>> Begin Data for this task
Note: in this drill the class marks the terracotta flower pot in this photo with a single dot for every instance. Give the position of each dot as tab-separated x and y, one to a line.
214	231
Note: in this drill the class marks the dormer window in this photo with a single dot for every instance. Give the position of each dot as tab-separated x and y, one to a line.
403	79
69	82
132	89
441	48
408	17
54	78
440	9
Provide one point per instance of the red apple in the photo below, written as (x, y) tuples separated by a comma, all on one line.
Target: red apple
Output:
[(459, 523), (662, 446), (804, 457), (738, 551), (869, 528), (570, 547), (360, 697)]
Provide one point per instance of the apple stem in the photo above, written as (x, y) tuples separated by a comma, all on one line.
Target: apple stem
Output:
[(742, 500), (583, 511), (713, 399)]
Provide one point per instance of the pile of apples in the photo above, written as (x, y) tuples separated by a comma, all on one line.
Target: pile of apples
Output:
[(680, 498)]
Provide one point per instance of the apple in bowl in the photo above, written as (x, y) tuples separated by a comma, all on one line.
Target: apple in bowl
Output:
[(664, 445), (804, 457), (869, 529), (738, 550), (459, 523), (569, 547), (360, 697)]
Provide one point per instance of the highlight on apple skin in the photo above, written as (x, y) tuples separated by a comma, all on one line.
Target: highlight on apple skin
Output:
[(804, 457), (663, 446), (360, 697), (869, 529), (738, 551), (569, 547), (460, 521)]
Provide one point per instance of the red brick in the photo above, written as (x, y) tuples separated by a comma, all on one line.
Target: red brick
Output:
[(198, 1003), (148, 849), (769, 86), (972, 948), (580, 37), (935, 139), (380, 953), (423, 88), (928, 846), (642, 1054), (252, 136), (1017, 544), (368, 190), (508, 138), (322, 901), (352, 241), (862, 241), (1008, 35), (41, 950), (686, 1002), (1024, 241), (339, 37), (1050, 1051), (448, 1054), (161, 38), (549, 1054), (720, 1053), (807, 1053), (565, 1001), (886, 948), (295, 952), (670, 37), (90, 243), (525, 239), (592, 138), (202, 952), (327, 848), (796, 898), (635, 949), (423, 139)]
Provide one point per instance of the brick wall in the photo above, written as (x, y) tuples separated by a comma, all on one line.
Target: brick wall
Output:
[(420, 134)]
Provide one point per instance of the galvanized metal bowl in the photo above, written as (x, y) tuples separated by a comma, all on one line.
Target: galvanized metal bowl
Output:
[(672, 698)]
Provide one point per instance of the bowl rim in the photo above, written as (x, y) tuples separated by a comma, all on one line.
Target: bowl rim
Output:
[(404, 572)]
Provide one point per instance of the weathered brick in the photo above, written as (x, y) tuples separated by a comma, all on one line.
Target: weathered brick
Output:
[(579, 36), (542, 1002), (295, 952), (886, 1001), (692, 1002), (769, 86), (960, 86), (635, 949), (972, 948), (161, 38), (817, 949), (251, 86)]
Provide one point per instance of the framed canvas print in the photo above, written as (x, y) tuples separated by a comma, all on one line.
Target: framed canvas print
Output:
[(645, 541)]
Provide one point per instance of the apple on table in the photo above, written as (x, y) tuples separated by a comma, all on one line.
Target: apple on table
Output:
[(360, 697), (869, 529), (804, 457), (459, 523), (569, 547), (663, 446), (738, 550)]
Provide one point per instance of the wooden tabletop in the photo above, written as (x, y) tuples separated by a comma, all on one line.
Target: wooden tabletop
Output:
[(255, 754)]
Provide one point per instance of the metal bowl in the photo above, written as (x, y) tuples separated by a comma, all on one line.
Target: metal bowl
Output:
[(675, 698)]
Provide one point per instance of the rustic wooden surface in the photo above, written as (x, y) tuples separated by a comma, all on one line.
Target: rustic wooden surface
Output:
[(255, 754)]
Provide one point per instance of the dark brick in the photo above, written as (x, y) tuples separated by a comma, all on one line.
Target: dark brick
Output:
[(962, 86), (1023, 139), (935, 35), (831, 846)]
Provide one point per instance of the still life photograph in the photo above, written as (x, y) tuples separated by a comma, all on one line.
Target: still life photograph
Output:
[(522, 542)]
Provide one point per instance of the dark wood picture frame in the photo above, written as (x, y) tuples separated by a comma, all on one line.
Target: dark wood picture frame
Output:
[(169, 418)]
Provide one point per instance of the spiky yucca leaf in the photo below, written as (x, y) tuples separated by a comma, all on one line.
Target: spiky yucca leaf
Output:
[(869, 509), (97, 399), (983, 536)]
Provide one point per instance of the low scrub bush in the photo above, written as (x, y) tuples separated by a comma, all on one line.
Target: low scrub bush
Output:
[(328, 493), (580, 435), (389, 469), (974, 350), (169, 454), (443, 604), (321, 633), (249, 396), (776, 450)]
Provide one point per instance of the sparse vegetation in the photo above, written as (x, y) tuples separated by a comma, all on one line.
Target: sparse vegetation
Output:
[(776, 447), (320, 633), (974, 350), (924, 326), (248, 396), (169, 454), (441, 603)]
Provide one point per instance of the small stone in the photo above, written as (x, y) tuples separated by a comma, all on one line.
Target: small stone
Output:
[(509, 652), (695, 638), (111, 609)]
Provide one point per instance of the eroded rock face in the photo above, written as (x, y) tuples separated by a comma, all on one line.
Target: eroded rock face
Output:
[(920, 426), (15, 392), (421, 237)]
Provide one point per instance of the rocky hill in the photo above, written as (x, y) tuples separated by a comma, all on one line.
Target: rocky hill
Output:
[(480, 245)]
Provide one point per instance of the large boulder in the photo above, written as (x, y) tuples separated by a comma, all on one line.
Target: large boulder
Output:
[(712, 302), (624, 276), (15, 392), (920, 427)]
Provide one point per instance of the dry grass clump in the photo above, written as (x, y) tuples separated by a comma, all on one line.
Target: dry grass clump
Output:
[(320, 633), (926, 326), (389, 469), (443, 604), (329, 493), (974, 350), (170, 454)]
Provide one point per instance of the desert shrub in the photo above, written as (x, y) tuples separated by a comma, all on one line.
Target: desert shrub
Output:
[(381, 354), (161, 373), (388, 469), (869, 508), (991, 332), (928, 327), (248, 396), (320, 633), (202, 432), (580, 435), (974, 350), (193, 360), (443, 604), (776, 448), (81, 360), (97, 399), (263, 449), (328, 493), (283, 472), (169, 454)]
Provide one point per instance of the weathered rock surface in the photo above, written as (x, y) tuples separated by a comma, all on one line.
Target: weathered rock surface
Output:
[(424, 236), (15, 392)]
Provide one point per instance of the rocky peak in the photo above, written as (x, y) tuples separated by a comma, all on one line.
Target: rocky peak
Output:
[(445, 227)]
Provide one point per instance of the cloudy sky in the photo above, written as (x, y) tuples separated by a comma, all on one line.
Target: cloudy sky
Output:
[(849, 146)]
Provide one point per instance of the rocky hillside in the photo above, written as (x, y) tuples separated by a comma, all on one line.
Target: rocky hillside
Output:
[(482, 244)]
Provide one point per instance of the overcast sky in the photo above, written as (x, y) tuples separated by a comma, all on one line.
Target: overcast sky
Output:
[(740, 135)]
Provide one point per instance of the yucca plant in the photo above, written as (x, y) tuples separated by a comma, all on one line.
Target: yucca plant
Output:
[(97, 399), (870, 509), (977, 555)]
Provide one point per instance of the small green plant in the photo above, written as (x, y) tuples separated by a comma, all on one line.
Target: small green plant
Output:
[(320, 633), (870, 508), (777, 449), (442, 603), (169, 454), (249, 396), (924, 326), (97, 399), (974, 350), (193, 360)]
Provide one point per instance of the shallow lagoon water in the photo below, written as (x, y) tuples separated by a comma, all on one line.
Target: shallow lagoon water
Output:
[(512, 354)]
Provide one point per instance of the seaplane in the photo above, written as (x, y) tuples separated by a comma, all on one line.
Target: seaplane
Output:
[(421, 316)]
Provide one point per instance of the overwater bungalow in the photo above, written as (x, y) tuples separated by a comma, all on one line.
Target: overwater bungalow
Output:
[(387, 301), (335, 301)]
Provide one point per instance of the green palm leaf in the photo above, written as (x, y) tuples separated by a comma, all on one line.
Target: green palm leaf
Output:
>> End Data for this task
• [Exercise directions] Retype nothing except the lines from the line holding "Provide one point per instance of the small green" through the last line of the entries, both included.

• [Finished exercise]
Provide one point per instance of the small green plant in the photo above, written as (x, y) tuples separated by a comma, all on one line.
Target: small green plant
Output:
[(320, 633), (870, 508), (777, 449), (442, 603), (169, 454), (249, 396), (924, 326), (97, 399), (974, 350), (193, 360)]
Provide one point per instance of the shallow lagoon water in the photo below, written as (x, y) tuples separated by a comma, all on one line.
Target: shallow lagoon water
Output:
[(512, 354)]
Provide one point per instance of the seaplane in the photo above, written as (x, y) tuples separated by a comma, all on one line.
Target: seaplane
Output:
[(421, 316)]
Provide one point per instance of the overwater bungalow in the photo above, written as (x, y) tuples separated by a comma, all on one line.
Target: overwater bungalow
Output:
[(387, 301), (335, 301)]
Provide one point per instance of the green palm leaf in the photo above, written as (x, y) tuples separated by a comma, all on one line.
Target: green palm leaf
Output:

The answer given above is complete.